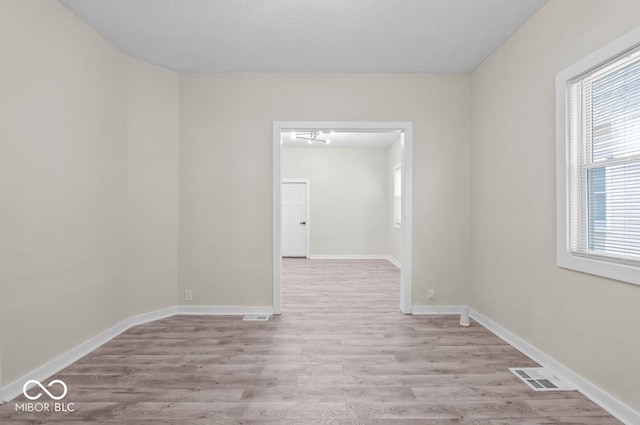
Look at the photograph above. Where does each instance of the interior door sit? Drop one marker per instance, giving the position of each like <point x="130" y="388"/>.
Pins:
<point x="294" y="219"/>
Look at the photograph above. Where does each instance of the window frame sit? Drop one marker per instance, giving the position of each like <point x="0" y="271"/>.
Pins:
<point x="565" y="258"/>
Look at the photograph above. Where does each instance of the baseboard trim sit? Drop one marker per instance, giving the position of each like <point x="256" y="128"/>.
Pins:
<point x="52" y="367"/>
<point x="436" y="309"/>
<point x="213" y="310"/>
<point x="603" y="399"/>
<point x="14" y="389"/>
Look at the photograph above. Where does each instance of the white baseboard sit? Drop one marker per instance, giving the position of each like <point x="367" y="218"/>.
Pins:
<point x="436" y="309"/>
<point x="14" y="389"/>
<point x="393" y="261"/>
<point x="214" y="310"/>
<point x="603" y="399"/>
<point x="348" y="257"/>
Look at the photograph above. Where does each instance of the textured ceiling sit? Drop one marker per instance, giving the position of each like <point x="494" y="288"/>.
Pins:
<point x="417" y="36"/>
<point x="379" y="140"/>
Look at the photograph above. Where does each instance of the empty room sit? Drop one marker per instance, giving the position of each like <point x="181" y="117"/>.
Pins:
<point x="320" y="212"/>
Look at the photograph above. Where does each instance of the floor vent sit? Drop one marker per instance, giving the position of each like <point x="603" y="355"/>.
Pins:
<point x="541" y="379"/>
<point x="255" y="318"/>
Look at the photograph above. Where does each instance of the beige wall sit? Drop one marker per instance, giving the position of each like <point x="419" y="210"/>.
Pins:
<point x="348" y="197"/>
<point x="152" y="196"/>
<point x="225" y="173"/>
<point x="394" y="239"/>
<point x="589" y="324"/>
<point x="70" y="103"/>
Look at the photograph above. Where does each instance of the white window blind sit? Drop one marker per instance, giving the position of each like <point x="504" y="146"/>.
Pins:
<point x="604" y="161"/>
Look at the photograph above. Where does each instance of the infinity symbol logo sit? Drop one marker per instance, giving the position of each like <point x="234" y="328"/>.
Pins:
<point x="33" y="381"/>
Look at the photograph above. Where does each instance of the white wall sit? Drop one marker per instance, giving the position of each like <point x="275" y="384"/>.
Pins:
<point x="348" y="199"/>
<point x="152" y="196"/>
<point x="394" y="238"/>
<point x="64" y="176"/>
<point x="589" y="324"/>
<point x="225" y="215"/>
<point x="69" y="104"/>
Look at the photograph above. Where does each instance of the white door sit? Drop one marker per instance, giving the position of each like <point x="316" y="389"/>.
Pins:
<point x="294" y="219"/>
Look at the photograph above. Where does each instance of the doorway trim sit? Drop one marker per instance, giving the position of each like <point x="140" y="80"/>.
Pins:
<point x="307" y="184"/>
<point x="406" y="155"/>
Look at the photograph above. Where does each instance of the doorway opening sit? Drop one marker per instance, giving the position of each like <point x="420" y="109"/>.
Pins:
<point x="318" y="132"/>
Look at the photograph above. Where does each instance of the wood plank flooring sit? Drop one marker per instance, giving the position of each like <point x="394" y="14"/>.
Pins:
<point x="341" y="353"/>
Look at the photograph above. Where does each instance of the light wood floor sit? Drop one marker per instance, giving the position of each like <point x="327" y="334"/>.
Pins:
<point x="341" y="353"/>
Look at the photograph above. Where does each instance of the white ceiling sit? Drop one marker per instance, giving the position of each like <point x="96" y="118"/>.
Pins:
<point x="381" y="140"/>
<point x="416" y="36"/>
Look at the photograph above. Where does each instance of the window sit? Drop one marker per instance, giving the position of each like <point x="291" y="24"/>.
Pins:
<point x="598" y="169"/>
<point x="397" y="197"/>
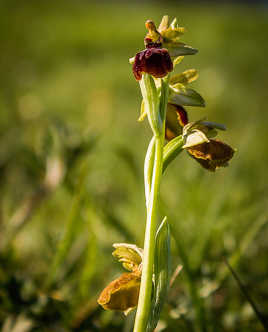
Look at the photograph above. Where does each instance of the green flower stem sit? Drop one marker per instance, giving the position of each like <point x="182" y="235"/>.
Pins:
<point x="153" y="174"/>
<point x="144" y="303"/>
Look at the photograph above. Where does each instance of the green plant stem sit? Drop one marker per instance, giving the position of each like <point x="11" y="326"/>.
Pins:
<point x="157" y="144"/>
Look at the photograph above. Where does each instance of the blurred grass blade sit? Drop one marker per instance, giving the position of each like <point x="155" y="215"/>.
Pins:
<point x="89" y="267"/>
<point x="70" y="233"/>
<point x="244" y="290"/>
<point x="171" y="150"/>
<point x="162" y="272"/>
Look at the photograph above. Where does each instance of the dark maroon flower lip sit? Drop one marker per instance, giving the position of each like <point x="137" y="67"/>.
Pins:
<point x="153" y="60"/>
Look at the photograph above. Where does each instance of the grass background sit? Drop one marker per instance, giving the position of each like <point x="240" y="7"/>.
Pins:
<point x="68" y="111"/>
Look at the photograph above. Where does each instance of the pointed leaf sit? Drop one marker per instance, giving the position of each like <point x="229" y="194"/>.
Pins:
<point x="186" y="77"/>
<point x="176" y="49"/>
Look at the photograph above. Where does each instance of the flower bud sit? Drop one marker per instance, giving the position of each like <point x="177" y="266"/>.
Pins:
<point x="154" y="60"/>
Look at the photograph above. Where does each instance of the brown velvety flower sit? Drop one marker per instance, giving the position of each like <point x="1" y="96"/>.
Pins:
<point x="154" y="60"/>
<point x="122" y="294"/>
<point x="212" y="155"/>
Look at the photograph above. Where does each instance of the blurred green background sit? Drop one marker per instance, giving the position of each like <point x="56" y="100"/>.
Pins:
<point x="71" y="165"/>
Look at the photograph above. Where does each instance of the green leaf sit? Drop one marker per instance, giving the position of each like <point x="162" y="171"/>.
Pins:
<point x="148" y="168"/>
<point x="162" y="272"/>
<point x="183" y="96"/>
<point x="177" y="49"/>
<point x="171" y="151"/>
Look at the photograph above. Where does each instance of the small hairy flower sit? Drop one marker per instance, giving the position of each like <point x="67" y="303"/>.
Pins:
<point x="122" y="294"/>
<point x="154" y="60"/>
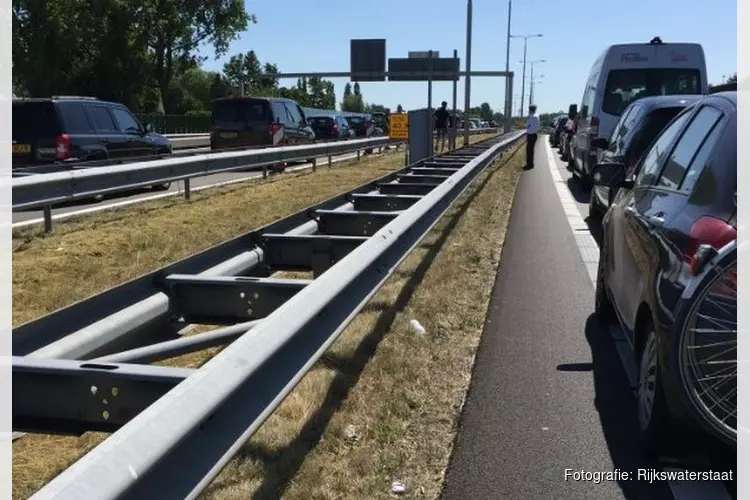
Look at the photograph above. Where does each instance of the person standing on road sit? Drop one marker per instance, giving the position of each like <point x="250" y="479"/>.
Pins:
<point x="532" y="127"/>
<point x="442" y="115"/>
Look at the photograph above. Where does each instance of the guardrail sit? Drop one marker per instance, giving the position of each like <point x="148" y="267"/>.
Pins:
<point x="48" y="189"/>
<point x="187" y="141"/>
<point x="177" y="428"/>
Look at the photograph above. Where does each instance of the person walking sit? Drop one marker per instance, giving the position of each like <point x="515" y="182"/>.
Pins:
<point x="532" y="127"/>
<point x="442" y="115"/>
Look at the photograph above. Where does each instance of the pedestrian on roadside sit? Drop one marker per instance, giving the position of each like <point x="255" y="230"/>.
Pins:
<point x="442" y="115"/>
<point x="532" y="127"/>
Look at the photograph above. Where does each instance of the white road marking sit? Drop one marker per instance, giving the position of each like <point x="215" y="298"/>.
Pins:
<point x="180" y="191"/>
<point x="681" y="490"/>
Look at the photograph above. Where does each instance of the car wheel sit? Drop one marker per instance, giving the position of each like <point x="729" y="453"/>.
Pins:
<point x="653" y="415"/>
<point x="595" y="208"/>
<point x="603" y="307"/>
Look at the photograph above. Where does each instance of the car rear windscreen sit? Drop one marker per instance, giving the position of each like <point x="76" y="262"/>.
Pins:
<point x="320" y="121"/>
<point x="654" y="123"/>
<point x="626" y="85"/>
<point x="34" y="119"/>
<point x="239" y="111"/>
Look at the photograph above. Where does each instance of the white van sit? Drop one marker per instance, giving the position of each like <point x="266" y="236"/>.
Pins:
<point x="624" y="73"/>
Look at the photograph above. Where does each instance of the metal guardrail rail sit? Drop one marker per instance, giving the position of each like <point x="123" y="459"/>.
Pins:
<point x="178" y="428"/>
<point x="48" y="189"/>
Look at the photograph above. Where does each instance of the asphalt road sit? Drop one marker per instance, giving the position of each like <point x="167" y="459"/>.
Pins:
<point x="549" y="390"/>
<point x="146" y="194"/>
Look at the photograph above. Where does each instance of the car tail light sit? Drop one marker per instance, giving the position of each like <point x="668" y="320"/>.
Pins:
<point x="707" y="235"/>
<point x="274" y="129"/>
<point x="594" y="128"/>
<point x="62" y="145"/>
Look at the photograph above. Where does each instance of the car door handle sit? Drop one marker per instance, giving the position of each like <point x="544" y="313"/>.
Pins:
<point x="655" y="220"/>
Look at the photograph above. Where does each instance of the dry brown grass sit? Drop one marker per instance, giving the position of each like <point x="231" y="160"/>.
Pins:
<point x="95" y="242"/>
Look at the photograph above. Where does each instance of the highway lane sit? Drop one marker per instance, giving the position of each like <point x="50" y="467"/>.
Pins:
<point x="21" y="219"/>
<point x="550" y="391"/>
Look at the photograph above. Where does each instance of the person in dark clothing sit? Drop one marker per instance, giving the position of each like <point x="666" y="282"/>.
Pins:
<point x="442" y="116"/>
<point x="532" y="127"/>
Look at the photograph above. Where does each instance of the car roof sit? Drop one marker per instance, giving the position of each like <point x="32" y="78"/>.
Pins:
<point x="76" y="99"/>
<point x="667" y="101"/>
<point x="729" y="95"/>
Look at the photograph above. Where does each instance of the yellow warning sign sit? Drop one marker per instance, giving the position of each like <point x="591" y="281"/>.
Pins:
<point x="399" y="126"/>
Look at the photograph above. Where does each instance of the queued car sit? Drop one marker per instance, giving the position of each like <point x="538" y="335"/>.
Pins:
<point x="667" y="273"/>
<point x="362" y="125"/>
<point x="68" y="129"/>
<point x="251" y="122"/>
<point x="331" y="127"/>
<point x="624" y="73"/>
<point x="558" y="126"/>
<point x="639" y="124"/>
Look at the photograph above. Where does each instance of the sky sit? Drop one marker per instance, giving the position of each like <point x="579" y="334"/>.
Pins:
<point x="314" y="35"/>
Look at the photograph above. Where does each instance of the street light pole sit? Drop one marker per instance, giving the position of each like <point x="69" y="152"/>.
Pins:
<point x="523" y="78"/>
<point x="467" y="92"/>
<point x="508" y="96"/>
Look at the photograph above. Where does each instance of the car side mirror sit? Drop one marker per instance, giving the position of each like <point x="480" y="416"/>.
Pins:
<point x="600" y="143"/>
<point x="609" y="175"/>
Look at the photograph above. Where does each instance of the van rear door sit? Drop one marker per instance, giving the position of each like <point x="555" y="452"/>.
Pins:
<point x="240" y="123"/>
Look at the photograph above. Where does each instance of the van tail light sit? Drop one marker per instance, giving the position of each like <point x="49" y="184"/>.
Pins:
<point x="62" y="145"/>
<point x="707" y="236"/>
<point x="276" y="131"/>
<point x="594" y="128"/>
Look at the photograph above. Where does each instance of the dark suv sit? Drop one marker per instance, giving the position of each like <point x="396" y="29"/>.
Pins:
<point x="65" y="129"/>
<point x="331" y="127"/>
<point x="246" y="122"/>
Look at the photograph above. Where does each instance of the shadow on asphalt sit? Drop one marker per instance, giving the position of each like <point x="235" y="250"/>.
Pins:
<point x="617" y="413"/>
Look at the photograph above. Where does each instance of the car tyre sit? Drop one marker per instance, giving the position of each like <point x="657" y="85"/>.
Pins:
<point x="603" y="307"/>
<point x="652" y="412"/>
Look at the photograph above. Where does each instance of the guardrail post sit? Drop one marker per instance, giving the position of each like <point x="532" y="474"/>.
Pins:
<point x="47" y="218"/>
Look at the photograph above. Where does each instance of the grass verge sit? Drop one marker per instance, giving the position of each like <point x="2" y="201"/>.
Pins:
<point x="99" y="250"/>
<point x="383" y="403"/>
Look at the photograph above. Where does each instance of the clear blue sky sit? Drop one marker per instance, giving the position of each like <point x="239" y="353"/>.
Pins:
<point x="313" y="35"/>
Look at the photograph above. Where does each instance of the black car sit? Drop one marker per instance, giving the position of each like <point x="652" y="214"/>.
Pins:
<point x="249" y="122"/>
<point x="331" y="127"/>
<point x="361" y="124"/>
<point x="71" y="129"/>
<point x="558" y="127"/>
<point x="666" y="275"/>
<point x="641" y="121"/>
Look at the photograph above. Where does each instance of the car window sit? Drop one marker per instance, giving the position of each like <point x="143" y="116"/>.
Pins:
<point x="34" y="119"/>
<point x="624" y="86"/>
<point x="649" y="167"/>
<point x="292" y="113"/>
<point x="687" y="147"/>
<point x="75" y="118"/>
<point x="103" y="120"/>
<point x="620" y="130"/>
<point x="698" y="162"/>
<point x="126" y="121"/>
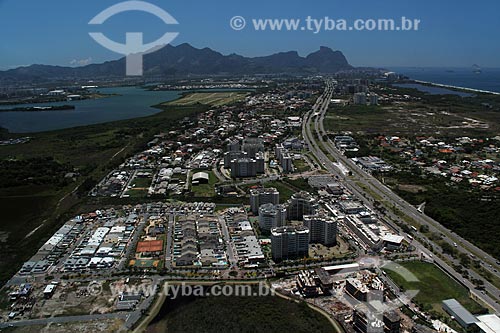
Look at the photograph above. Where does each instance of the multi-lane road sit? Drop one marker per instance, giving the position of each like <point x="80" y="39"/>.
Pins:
<point x="314" y="134"/>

# # # # # # #

Task directions
Switch every "photograph" to "image" in the data from the line containing "of the shadow" through the end, inclusive, and give those lines again with nothing else changed. Leave out the pictures.

Finished exercise
Look at the image above. Where does each instance of the shadow on asphalt sit? Drop one marker per instance, giving the position of each like <point x="235" y="250"/>.
Pins:
<point x="617" y="413"/>
Look at the image above. Where does each instance of the car tyre sit? Drop one marker per instance, giving the position of each like <point x="657" y="85"/>.
Pins:
<point x="603" y="307"/>
<point x="652" y="412"/>
Look at the image above. Where does each instance of the guardrail post sit? Drop one marker per instance, giving the position of each like <point x="532" y="474"/>.
Pins:
<point x="47" y="218"/>
Look at the image above. Where does each instance of the grass verge sit? Drop one marker per instance, giving the position of each like <point x="2" y="201"/>.
Pins:
<point x="99" y="250"/>
<point x="383" y="403"/>
Look at the image above. Where does each instance of the clear blue sky sit? Drop one marker per instance, giving the position of each like <point x="239" y="353"/>.
Pins:
<point x="313" y="35"/>
Look at the image above. Where does each instance of the black car sit? Drop one marker per instance, giving the position of each like <point x="652" y="214"/>.
Pins:
<point x="249" y="122"/>
<point x="331" y="127"/>
<point x="361" y="124"/>
<point x="71" y="129"/>
<point x="558" y="127"/>
<point x="666" y="275"/>
<point x="641" y="121"/>
Look at the image above. Where does each instance of the car window sit? Drop one marker per instance, giving the position of each like <point x="143" y="116"/>.
Pins:
<point x="34" y="119"/>
<point x="624" y="86"/>
<point x="649" y="167"/>
<point x="292" y="113"/>
<point x="687" y="147"/>
<point x="75" y="118"/>
<point x="103" y="120"/>
<point x="620" y="130"/>
<point x="698" y="162"/>
<point x="126" y="121"/>
Look at the image above. Where does each instance of the multi-lane road sit? Drop one marker per instance, giving the position of each like <point x="80" y="39"/>.
Pins:
<point x="314" y="134"/>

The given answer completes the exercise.